*** PROVIDED TEXT ***

The Ospedale Maggiore "Carlo Alberto Pizzardi" belongs to the Azienda Sanitaria Locale (local health authority) of Bologna, together with Ospedale Bellaria "C. A.Pizzardi". It is the second largest district general hospital in Bologna with more than 900 beds, after the Policlinico Sant'Orsola-Malpighi (which is public but a teaching hospital) so it is autonomous and does not belong to the ASL).

== Structures and organization ==
The hospital is homed in three main buildings of 15 floors, and some other minor buildings, between them the two biggest are the Maternity Hospital and the Infectious Diseases Department. The newest tower (Building D) has a heliport on the roof.

The hospital has about forty Operative Units, between them: four Emergencies Departements (General; Orthopedic; Obstetric; Pediatric) and the "Trauma Center" for regional emergencies system (called "118") known for the largest number of critical case nationwide. Other significant and prestigious units are the "Stroke Unit" and the Cardiology unit. The hospital is also home of the Stomatological Institute “A. Beretta”.

The Maggiore Hospital has the biggest and most crowded medical laboratory of Italy, one of the Europe biggest, with more than 18 million tests per year.

== High-profile cases ==
On 30 April 1994, Formula One driver Roland Ratzenberger was transferred in critical condition to the Maggiore ED, after an accident during qualifying for the 1994 San Marino Grand Prix at the Autodromo Internazionale Enzo e Dino Ferrari. He died on arrival at the Hospital.

The next day, Ayrton Senna, three-time Formula One world champion, had an accident during the Grand Prix; he was airlifted to Maggiore. At 6:40 PM, the head of the hospital's emergency department, Dr. Fiandri, made the announcement that Senna had died, but said the official time of death under Italian law was 2:17 PM, which is when he impacted the wall, one of the wheels from his car impacted his head and his brain stopped working.

*** End of PROVIDED TEXT ***
*** DATASET ENTRIES ***

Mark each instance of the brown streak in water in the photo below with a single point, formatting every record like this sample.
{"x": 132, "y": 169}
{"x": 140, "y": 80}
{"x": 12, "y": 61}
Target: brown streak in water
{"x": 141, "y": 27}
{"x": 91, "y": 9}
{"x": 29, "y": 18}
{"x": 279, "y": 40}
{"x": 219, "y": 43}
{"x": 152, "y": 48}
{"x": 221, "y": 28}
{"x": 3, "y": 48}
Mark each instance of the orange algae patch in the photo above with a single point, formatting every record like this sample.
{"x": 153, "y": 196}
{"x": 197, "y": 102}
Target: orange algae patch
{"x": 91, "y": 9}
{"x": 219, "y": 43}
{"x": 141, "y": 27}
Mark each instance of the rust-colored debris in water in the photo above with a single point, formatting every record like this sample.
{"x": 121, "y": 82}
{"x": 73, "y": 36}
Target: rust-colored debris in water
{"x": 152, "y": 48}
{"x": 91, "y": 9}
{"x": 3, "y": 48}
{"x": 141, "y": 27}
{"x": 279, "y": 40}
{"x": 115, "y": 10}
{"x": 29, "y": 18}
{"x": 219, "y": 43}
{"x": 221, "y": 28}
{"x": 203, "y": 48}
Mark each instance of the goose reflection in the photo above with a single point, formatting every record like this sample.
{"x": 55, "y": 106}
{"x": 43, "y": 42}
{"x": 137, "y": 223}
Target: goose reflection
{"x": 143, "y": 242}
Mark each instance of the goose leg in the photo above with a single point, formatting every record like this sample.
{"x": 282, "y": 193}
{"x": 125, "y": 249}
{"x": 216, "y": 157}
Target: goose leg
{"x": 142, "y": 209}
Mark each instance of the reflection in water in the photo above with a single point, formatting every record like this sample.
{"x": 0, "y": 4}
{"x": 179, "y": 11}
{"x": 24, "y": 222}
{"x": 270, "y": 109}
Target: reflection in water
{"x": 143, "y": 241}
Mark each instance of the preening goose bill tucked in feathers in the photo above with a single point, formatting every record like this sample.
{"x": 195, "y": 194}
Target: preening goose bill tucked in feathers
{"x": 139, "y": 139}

*** End of DATASET ENTRIES ***

EXERCISE DIRECTIONS → Reproduce the stretch of the Ospedale Maggiore text from "The Maggiore Hospital" through "brain stopped working." word for word.

ANSWER TO THIS PROBLEM →
The Maggiore Hospital has the biggest and most crowded medical laboratory of Italy, one of the Europe biggest, with more than 18 million tests per year.

== High-profile cases ==
On 30 April 1994, Formula One driver Roland Ratzenberger was transferred in critical condition to the Maggiore ED, after an accident during qualifying for the 1994 San Marino Grand Prix at the Autodromo Internazionale Enzo e Dino Ferrari. He died on arrival at the Hospital.

The next day, Ayrton Senna, three-time Formula One world champion, had an accident during the Grand Prix; he was airlifted to Maggiore. At 6:40 PM, the head of the hospital's emergency department, Dr. Fiandri, made the announcement that Senna had died, but said the official time of death under Italian law was 2:17 PM, which is when he impacted the wall, one of the wheels from his car impacted his head and his brain stopped working.